_WORK INSTRUCTIONS_:
In the SAC implementation guide below, condense the paragraph beginning "The Q-networks (critics) are essential" into a two-item bulleted list that keeps its main facts.

_EXTRACT TO READ_:
Implementing Soft Actor-Critic (SAC) in PyTorch
Last updated: November 16, 2024
Introduction
Now that we've covered the mathematical foundations of SAC, let's implement this algorithm step by step. We'll see how the theoretical concepts translate into code, making it easier to understand the practical aspects of this powerful algorithm.
Architecture Overview
SAC consists of several key components:
- Two Q-Networks (Critics)
- A Policy Network (Actor)
- Target Q-Networks
- A Replay Buffer
Let's break down each component and understand its implementation.
1. Q-Networks Implementation
The Q-networks (critics) are essential for value estimation. We implement two Q-networks to reduce overestimation bias.
import torch
import torch.nn as nn
class QNetworks(nn.Module):
def __init__(self, num_observations: int, num_actions: int):
super(QNetworks, self).__init__()
self.phi_1 = nn.Sequential(
nn.Linear(num_observations + num_actions, 256),
nn.ReLU(),
nn.Linear(256, 256),
nn.ReLU(),
nn.Linear(256, 1),
)
self.phi_2 = nn.Sequential(
nn.Linear(num_observations + num_actions, 256),
nn.ReLU(),
nn.Linear(256, 256),
nn.ReLU(),
nn.Linear(256, 1),
)
def forward(
self, state: torch.Tensor, action: torch.Tensor
) -> Tuple[torch.Tensor, torch.Tensor]:
x = torch.cat([state, action], 1)
phi_1_value = self.phi_1(x)
phi_2_value = self.phi_2(x)

_INFORMATION PROVIDED_:

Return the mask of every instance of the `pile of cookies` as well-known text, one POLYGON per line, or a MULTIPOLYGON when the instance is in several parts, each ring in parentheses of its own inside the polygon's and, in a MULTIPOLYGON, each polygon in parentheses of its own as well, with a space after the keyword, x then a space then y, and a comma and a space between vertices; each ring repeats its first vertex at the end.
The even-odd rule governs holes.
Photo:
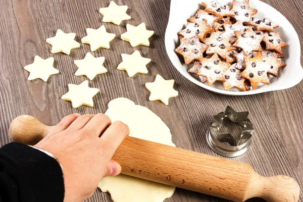
POLYGON ((274 29, 279 27, 268 18, 252 17, 258 11, 249 0, 233 0, 232 8, 218 1, 202 2, 180 31, 180 45, 175 52, 193 67, 203 83, 222 82, 225 90, 236 87, 247 91, 260 83, 269 84, 268 75, 278 76, 286 64, 282 48, 287 44, 274 29))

_SOLUTION FOR THIS PROBLEM_:
- The Q-networks (critics) are essential for value estimation.
- Two Q-networks are implemented to reduce overestimation bias.